→ YOUR GOAL
Which lines in the material below contain the string "tree"? Copy out each of them, treating uppercase and lowercase letters as distinct.

→ RECORDS TO PROCESS

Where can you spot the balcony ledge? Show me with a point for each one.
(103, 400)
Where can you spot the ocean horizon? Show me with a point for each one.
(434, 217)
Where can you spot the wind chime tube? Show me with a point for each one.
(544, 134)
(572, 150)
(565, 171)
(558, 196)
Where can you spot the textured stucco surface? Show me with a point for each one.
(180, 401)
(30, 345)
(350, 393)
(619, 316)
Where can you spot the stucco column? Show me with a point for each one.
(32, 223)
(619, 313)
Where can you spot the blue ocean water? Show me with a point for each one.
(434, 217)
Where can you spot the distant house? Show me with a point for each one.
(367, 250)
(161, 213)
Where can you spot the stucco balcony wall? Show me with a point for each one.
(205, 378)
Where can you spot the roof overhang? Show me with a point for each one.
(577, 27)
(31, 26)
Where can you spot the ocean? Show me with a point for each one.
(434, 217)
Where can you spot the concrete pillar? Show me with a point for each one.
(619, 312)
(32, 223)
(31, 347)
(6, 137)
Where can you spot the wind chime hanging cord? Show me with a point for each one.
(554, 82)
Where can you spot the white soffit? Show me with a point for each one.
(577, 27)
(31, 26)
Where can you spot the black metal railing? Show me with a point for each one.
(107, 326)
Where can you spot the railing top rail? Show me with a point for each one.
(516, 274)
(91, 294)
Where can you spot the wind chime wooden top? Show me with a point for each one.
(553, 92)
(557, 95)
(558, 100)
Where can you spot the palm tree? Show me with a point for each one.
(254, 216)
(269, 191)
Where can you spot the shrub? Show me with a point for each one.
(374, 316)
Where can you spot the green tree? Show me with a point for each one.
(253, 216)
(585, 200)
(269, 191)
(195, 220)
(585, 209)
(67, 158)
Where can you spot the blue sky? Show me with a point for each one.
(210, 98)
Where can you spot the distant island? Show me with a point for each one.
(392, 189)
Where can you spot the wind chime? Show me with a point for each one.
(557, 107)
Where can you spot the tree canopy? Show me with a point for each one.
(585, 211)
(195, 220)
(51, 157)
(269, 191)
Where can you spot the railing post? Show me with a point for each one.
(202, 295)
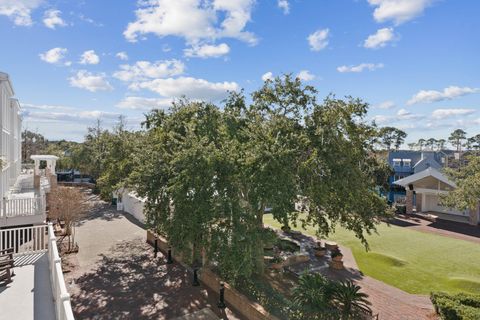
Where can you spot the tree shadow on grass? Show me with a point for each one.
(129, 283)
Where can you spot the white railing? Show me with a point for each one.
(15, 207)
(26, 240)
(31, 240)
(63, 307)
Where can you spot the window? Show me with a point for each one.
(397, 162)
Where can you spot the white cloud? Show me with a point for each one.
(305, 75)
(122, 55)
(90, 81)
(318, 40)
(192, 88)
(194, 20)
(404, 114)
(447, 113)
(89, 57)
(381, 119)
(54, 56)
(385, 105)
(52, 19)
(449, 93)
(63, 113)
(267, 76)
(207, 51)
(379, 39)
(144, 70)
(19, 11)
(284, 5)
(398, 11)
(140, 103)
(360, 67)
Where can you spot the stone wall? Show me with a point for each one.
(234, 299)
(249, 309)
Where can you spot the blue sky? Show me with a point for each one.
(415, 61)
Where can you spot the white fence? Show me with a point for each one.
(30, 240)
(63, 308)
(131, 203)
(24, 240)
(15, 207)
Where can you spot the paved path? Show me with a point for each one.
(117, 276)
(388, 302)
(451, 229)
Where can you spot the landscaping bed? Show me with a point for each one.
(413, 261)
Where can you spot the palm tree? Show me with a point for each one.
(431, 143)
(313, 293)
(441, 144)
(350, 300)
(412, 145)
(421, 143)
(456, 138)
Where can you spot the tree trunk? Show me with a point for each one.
(259, 252)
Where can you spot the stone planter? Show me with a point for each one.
(337, 265)
(276, 265)
(320, 252)
(331, 245)
(337, 257)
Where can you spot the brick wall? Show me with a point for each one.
(234, 299)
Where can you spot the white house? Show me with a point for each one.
(424, 191)
(11, 144)
(37, 291)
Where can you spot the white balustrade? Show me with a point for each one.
(31, 240)
(25, 240)
(63, 307)
(15, 207)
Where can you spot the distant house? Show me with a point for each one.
(407, 162)
(419, 183)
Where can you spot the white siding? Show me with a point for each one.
(10, 140)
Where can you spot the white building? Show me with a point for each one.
(33, 287)
(428, 186)
(11, 143)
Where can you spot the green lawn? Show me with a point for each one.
(413, 261)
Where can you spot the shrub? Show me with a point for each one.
(460, 306)
(400, 208)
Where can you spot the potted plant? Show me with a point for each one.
(337, 255)
(276, 263)
(319, 250)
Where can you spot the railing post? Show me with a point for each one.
(4, 206)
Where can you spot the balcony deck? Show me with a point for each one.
(24, 204)
(29, 295)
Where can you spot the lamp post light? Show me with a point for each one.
(221, 302)
(195, 283)
(169, 256)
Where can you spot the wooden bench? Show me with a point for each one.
(6, 265)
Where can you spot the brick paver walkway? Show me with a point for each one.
(388, 302)
(117, 276)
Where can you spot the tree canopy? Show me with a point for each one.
(209, 173)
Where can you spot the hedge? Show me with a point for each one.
(460, 306)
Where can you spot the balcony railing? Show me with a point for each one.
(14, 207)
(63, 307)
(38, 239)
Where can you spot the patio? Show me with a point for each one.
(116, 276)
(29, 295)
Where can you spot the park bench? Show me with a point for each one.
(6, 265)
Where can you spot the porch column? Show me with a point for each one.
(474, 215)
(409, 199)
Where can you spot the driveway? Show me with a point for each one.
(116, 275)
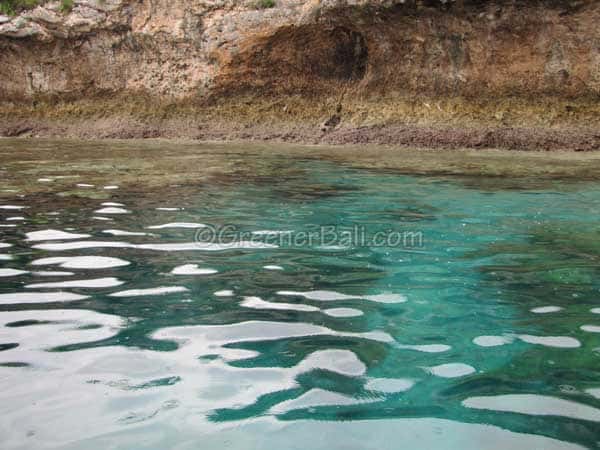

→ ANSWER TO THE TASK
Where can you spot the palm tree? Show me with a point for each one.
Where can you spot the green tree? Show me with a point for each one.
Where can you spot the tree canopy? Show me with a point for each one.
Where can you spot the tree shadow on grass? Show me with a point for each one.
Where can you spot the palm tree? Show me with a point for each one.
Where can you spot the tree trunk? Show me with a point for each one.
Where can you spot the tree canopy? Show me with a point for each one.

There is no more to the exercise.